### Provided passage
____________________
The big story of the past two weeks has been increased volatility. In the wake of President Trump’s will he/won’t he tariff policy, markets have swung down and partway back up – and investors are worried that a trade war may push us over the tipping point and into a recession.
Morgan Stanley strategist Mike Wilson is taking measure of the market volatility, and is betting on two sectors that can weather the storm.
“On the positive side, the 90-day pause on reciprocal tariffs and further concessions over the weekend lessen the near-term probability of a recession,” Wilson said. “Perhaps most importantly, they demonstrate that the administration is willing to course adjust — an unknown dynamic for stocks just 1 week ago. On the negative side, the back and forth on policy is still likely to exacerbate uncertainty for businesses and consumers… We would recommend looking for single stock opportunities in industries where the set-up is more derisked — Transports, Materials.”
Wilson’s colleagues among the Morgan Stanley stock analysts are doing just that – picking out single stocks in the Transport and Materials sectors. Using the TipRanks platform, we’ve looked up the broader Wall Street view on two of their choices; here are the details, and the Morgan Stanley comments.
Schneider National (SNDR)
____________________
### Provided data
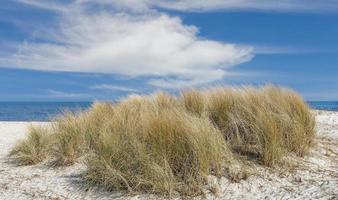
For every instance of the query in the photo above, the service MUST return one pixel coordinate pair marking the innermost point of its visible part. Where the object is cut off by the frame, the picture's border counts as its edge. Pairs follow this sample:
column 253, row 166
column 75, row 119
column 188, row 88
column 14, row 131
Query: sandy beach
column 313, row 177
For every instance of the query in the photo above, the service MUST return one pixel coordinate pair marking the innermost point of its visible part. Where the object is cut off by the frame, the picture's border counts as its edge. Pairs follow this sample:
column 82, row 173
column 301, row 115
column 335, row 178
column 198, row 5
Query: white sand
column 316, row 176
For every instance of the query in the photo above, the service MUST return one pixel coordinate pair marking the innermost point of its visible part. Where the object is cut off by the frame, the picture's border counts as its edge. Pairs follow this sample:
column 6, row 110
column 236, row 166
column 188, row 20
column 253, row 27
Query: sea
column 47, row 111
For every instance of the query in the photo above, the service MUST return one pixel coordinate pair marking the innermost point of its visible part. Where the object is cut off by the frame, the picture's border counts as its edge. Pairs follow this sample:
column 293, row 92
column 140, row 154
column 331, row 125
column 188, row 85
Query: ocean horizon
column 47, row 111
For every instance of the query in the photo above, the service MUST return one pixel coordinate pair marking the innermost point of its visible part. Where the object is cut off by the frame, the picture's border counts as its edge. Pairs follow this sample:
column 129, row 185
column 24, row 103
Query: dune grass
column 34, row 148
column 167, row 144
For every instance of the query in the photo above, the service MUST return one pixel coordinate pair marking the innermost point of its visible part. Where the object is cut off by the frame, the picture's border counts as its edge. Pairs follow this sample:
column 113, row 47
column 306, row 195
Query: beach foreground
column 313, row 177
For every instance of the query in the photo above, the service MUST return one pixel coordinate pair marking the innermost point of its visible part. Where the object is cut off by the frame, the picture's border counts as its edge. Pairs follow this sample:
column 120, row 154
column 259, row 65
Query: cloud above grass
column 133, row 38
column 126, row 43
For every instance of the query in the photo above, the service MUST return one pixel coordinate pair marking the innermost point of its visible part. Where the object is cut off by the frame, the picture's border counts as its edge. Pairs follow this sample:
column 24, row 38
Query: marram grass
column 167, row 144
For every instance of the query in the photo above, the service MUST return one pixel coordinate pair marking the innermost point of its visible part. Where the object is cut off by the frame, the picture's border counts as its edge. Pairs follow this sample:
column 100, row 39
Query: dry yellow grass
column 167, row 144
column 153, row 147
column 33, row 149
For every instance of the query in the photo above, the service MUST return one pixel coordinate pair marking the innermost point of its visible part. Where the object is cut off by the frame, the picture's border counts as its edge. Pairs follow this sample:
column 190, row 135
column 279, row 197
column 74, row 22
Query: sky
column 84, row 50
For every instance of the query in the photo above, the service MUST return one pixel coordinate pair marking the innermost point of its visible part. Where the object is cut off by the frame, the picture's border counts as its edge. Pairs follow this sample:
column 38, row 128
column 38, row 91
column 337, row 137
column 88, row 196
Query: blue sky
column 90, row 50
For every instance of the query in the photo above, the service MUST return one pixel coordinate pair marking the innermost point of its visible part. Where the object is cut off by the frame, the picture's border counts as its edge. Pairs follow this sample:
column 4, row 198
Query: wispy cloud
column 47, row 5
column 267, row 5
column 126, row 43
column 114, row 88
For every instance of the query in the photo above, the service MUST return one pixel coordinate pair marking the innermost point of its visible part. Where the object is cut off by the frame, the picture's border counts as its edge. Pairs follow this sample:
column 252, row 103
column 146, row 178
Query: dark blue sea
column 46, row 111
column 38, row 111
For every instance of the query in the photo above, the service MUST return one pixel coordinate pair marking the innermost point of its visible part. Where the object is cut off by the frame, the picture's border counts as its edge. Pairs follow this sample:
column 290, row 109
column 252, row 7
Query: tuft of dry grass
column 167, row 144
column 151, row 148
column 33, row 149
column 76, row 135
column 194, row 101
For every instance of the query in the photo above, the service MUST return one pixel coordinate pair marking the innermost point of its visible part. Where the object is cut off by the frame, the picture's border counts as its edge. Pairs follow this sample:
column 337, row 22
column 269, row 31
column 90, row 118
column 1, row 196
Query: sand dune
column 314, row 177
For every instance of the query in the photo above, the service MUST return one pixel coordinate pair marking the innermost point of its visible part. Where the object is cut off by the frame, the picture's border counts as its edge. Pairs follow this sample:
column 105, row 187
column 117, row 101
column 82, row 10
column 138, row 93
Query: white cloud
column 129, row 44
column 114, row 88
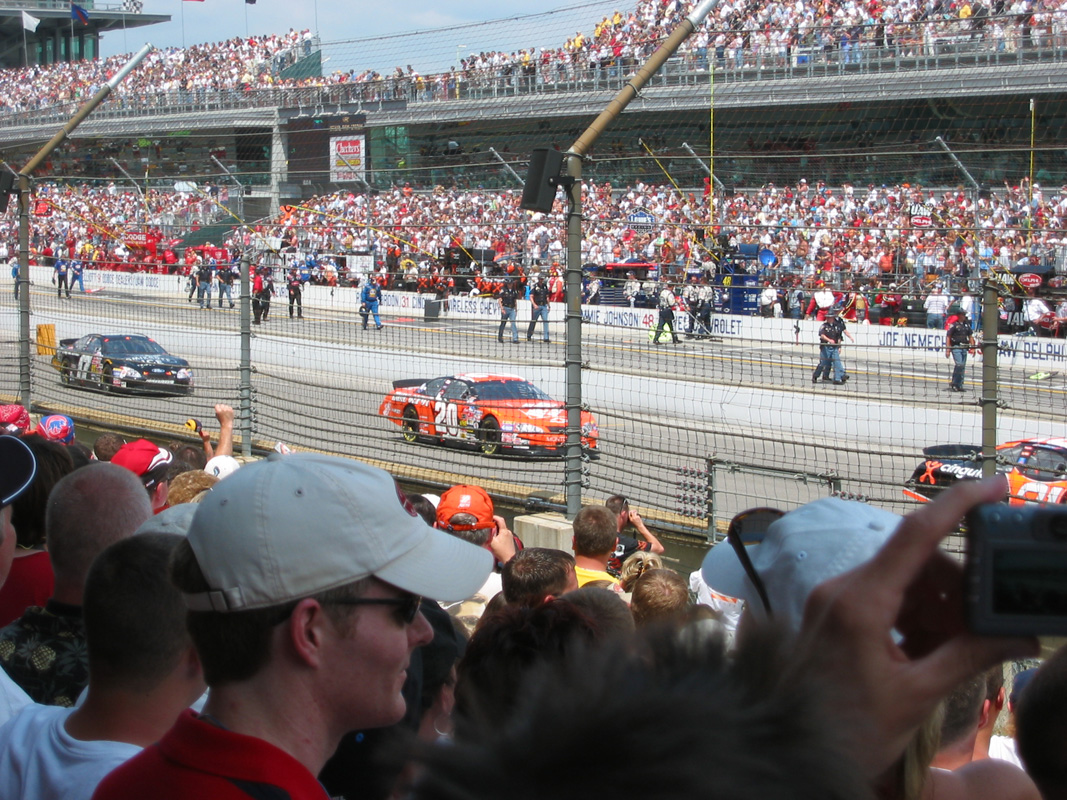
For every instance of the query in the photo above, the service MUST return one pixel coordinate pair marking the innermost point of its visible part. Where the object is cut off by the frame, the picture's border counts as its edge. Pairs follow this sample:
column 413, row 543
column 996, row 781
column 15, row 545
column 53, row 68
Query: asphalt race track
column 663, row 410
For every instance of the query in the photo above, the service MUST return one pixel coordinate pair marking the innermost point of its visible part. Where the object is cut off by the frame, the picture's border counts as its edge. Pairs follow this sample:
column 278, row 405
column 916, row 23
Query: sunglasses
column 407, row 606
column 749, row 527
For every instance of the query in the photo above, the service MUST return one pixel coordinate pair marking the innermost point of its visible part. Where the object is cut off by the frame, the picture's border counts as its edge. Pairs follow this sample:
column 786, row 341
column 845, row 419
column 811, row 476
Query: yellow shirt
column 587, row 576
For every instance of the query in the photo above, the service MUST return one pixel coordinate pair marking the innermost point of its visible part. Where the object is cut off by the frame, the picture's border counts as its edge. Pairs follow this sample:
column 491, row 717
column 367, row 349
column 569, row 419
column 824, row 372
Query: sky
column 430, row 35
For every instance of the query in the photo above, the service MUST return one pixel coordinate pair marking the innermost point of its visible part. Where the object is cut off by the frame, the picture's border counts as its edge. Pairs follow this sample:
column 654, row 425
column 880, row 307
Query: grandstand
column 860, row 112
column 817, row 146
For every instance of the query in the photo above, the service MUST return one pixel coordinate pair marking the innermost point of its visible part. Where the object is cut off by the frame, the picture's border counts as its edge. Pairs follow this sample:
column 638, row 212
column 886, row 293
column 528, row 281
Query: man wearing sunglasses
column 303, row 576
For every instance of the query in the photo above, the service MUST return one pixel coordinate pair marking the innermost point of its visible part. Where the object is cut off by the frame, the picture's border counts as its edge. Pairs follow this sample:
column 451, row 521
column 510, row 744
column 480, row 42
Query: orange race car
column 494, row 412
column 1036, row 469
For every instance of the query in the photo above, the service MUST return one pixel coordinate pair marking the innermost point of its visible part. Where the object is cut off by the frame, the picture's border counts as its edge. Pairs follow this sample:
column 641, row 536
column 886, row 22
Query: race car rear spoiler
column 952, row 451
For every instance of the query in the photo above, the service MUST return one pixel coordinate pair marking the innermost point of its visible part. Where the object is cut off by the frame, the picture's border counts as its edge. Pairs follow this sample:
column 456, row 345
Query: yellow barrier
column 46, row 339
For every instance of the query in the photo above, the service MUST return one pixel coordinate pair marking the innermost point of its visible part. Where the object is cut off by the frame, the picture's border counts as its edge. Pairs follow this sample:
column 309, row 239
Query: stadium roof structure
column 57, row 25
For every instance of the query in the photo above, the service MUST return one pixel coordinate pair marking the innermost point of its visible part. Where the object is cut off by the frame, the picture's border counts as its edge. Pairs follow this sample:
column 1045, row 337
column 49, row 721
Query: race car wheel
column 489, row 436
column 410, row 424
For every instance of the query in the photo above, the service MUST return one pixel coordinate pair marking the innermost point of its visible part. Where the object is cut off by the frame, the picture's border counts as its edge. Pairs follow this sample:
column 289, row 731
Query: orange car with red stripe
column 492, row 412
column 1036, row 469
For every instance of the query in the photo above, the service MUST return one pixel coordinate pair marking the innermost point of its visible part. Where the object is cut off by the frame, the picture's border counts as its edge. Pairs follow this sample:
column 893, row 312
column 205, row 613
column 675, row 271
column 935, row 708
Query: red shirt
column 30, row 582
column 197, row 760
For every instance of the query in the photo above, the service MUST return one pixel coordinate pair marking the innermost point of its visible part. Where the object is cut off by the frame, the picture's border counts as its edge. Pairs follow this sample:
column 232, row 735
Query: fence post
column 990, row 317
column 572, row 469
column 244, row 389
column 24, row 290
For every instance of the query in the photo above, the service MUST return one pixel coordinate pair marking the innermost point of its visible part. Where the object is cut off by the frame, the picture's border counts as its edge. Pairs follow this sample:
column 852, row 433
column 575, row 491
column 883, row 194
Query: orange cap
column 464, row 499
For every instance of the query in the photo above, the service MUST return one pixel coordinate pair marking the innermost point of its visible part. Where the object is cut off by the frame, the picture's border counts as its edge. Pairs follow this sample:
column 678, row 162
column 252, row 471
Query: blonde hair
column 659, row 596
column 635, row 565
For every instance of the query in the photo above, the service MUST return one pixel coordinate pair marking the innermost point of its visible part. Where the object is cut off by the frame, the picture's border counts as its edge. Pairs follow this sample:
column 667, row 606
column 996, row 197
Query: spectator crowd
column 734, row 35
column 173, row 628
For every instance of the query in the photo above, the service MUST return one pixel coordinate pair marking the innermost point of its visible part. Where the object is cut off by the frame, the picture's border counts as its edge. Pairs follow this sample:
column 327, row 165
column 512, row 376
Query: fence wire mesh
____________________
### Problems to solve
A. For each statement, say whether it agrees with the market volatility article, and quote the words of the article that decide it.
(i) Wilson says the 90-day pause on reciprocal tariffs lowers the near-term chance of a recession.
(ii) Wilson recommends single stock opportunities in Technology and Energy.
(iii) The authors looked up the broader Wall Street view on three of the Morgan Stanley choices.
B. Reproduce word for word everything in the market volatility article from "The big story" down to "into a recession.".
C. Resume the market volatility article at the point where it stops.
The records are separate material, unrelated to the market volatility article.

### Answers by task
A.
(i) Yes: "the 90-day pause on reciprocal tariffs and further concessions over the weekend lessen the near-term probability of a recession"
(ii) No: "in industries where the set-up is more derisked — Transports, Materials"
(iii) No: "we’ve looked up the broader Wall Street view on two of their choices"

B.
The big story of the past two weeks has been increased volatility. In the wake of President Trump’s will he/won’t he tariff policy, markets have swung down and partway back up – and investors are worried that a trade war may push us over the tipping point and into a recession.

C.
We’ll start in the Transport sector, with Schneider National, a $3.9 billion leader in the North American logistics and transport fields. Schneider has its base in Green Bay, Wisconsin, and offers its customers a full range of logistic services. These include truckload and intermodal surface transport, for a wide range of routes, on regional, long-haul, expedited, and dedicated runs. The company also handles intermodal and cross-dock loads, and works with transport brokers as well as contract customers. In short, Schneider is a full-service trucking company.
While Schneider got its start in the US, and is one of the largest transport firms on the US roads, the company also has an international presence. Schneider operates routes in Canada and Mexico, giving it access to most of North America’s markets. And, the company was the first US transport/logistic firm to open operations in China.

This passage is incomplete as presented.